**Tâche assignée:**
Extrayez mot pour mot, de l'article consacré à Kaspersky, le passage commençant par « Sale temps pour » et se poursuivant jusqu'à « l’Allemagne et l’Italie. ».

**Extrait de page:**
Sale temps pour Kaspersky. Après l’Anssi en France qui avait semé le doute sur l’usage des solutions de l’éditeur de sécurité en période de crise en Ukraine, c’est au tour de deux pays européens de s’emparer du sujet : l’Allemagne et l’Italie.
L’Allemagne alerte, l’Italie s’apprête à réglementer
Le BSI (équivalent de l’Anssi en Allemagne) a mis en garde les entreprises contre l’utilisation des logiciels antivirus de Kaspersky. Le régulateur craint le fait que des agents du gouvernement russe les contraignent à attaquer des systèmes cibles contre leur gré ou les espionnent. Il indique dans son alerte que les entreprises « doivent, pour des raisons systémiques (au moins pour les mises à jour), maintenir une connexion permanente, cryptée et non vérifiable aux serveurs du fabricant ». Le BSI estime que cette connexion présente un risque potentiel et identifie un scénario envisageable dans lequel Kaspersky lui-même est attaqué, impactant ses clients. Tout comme son homologue français, l’organisme allemand n’a pas soulevé d’allégations concrètes à l’encore des logiciels Kaspersky, mais a recommandé de les remplacer par des solutions alternatives.

**Données fournies:**
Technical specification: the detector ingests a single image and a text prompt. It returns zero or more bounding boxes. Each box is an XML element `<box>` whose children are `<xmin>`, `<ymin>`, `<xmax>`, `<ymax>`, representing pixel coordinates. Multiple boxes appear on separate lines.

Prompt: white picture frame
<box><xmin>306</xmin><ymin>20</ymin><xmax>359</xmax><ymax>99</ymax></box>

**Réponse à la tâche:**
Sale temps pour Kaspersky. Après l’Anssi en France qui avait semé le doute sur l’usage des solutions de l’éditeur de sécurité en période de crise en Ukraine, c’est au tour de deux pays européens de s’emparer du sujet : l’Allemagne et l’Italie.